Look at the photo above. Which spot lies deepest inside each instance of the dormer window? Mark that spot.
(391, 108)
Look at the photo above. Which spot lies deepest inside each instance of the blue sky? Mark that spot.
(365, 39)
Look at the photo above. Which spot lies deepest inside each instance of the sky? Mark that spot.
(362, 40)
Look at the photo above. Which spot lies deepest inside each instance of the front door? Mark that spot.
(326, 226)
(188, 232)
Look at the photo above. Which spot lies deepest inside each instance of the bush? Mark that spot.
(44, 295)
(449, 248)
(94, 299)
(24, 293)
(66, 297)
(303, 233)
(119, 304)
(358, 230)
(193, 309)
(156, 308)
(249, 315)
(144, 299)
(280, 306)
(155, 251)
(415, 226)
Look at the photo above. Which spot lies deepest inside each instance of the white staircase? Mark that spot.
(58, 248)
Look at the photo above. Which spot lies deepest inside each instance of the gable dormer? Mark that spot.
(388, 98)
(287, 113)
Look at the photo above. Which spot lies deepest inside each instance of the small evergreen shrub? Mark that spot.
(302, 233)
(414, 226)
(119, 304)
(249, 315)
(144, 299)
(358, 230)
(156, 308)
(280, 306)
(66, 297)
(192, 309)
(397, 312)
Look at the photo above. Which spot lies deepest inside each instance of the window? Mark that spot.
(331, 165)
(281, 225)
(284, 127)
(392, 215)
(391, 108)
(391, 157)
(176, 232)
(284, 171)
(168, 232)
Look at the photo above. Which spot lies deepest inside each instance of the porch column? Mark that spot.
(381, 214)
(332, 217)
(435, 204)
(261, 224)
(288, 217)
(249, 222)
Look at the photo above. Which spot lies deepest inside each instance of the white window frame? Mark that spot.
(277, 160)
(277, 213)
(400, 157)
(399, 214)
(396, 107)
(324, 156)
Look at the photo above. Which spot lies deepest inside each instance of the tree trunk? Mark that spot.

**Set problem:** Go back to the data above and please quote exactly, and only, the lines from the line with "column? Mark that spot." through its last line.

**Solution:**
Look at the photo above. Which spot lies deepest inside each instance of the porch column? Mark that spot.
(381, 214)
(332, 217)
(435, 204)
(261, 224)
(288, 217)
(249, 222)
Look at the photo above. Which spot lies deepest inside each instance of the white window frame? Mark that spot.
(277, 160)
(277, 213)
(400, 157)
(399, 214)
(396, 107)
(324, 156)
Look at the photo above. Which spot lies deepest inside each instance of the tree trunk? Mark that spot.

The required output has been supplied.